• DATA FOR THIS EXERCISE
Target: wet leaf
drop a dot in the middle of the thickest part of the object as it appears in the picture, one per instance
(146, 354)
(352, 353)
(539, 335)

• EXERCISE
Your task is to transcribe each record faithfully and in full.

• WRITTEN SOLUTION
Target: wet leaf
drop a dot in the middle of the thickest part of the object as it appears in the picture, one per instance
(146, 354)
(352, 353)
(539, 335)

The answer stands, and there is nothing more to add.